Start of Supplied entries

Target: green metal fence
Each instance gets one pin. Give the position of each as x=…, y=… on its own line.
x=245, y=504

End of Supplied entries
Start of Supplied entries

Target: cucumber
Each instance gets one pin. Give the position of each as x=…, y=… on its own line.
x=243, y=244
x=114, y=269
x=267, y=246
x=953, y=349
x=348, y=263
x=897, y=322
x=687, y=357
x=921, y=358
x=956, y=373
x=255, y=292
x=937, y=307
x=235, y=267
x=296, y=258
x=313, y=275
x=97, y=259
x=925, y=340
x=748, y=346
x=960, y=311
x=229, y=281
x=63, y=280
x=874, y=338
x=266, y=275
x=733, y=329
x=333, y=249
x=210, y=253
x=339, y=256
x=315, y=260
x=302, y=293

End of Supplied entries

Work to be completed: Which lines in the data above hold the string "Target"? Return each of them.

Response area:
Target: green metal fence
Target: cucumber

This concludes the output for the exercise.